Object position labeling entries
•••

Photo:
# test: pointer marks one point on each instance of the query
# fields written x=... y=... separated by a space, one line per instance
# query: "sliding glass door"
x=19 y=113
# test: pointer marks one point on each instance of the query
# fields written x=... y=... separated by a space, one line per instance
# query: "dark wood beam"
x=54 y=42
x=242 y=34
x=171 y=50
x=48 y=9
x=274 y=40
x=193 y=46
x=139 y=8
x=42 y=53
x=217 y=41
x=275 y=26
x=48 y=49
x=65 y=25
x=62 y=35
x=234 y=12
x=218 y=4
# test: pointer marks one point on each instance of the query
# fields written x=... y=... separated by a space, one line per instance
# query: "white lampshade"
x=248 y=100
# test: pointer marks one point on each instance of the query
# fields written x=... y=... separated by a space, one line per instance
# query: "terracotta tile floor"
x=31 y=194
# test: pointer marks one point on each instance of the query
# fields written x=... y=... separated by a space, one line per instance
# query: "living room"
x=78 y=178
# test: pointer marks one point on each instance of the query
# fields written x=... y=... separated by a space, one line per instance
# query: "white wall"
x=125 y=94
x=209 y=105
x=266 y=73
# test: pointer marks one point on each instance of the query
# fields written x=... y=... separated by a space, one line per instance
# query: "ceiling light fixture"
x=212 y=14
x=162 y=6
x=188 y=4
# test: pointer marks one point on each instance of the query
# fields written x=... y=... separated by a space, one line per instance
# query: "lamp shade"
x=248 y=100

•••

Rewrite all the entries, putting "marker" wherever "pointer" appears and keeping everything else the same.

Photo:
# test: marker marks one point on each instance of the query
# fields written x=... y=... separated by a space, one line per instance
# query: "sliding glass door"
x=19 y=113
# test: marker marks one point on each instance of the query
# fields written x=... y=... separated by a space, one line per instance
# query: "dark wood beam"
x=54 y=42
x=242 y=34
x=171 y=50
x=48 y=9
x=274 y=40
x=193 y=46
x=139 y=8
x=42 y=53
x=217 y=41
x=275 y=26
x=48 y=49
x=65 y=25
x=62 y=35
x=234 y=12
x=218 y=4
# test: marker marks one point on each instance of the query
# fields written x=... y=... separated by a space, one line per instance
# query: "white lampshade"
x=248 y=100
# test: marker marks one point on each instance of the query
# fields written x=... y=... separated by a space, one line per instance
# query: "terracotta tile floor"
x=31 y=194
# test: marker marks one point on each instance of the query
# fields written x=... y=... separated by a space, one line per instance
# query: "living room"
x=78 y=178
# test: marker marks one point on each instance of the query
# fields written x=... y=... separated by a space, one line per instance
# query: "white wall"
x=125 y=94
x=209 y=105
x=266 y=73
# test: marker marks one point on each instance of the query
# fields written x=... y=... separated by a space, one line per instance
# query: "ceiling light fixture"
x=212 y=14
x=162 y=6
x=188 y=4
# test: marker marks one point on each instance of the query
# fields written x=... y=... separated by a space, one line per instance
# query: "lamp shade"
x=248 y=100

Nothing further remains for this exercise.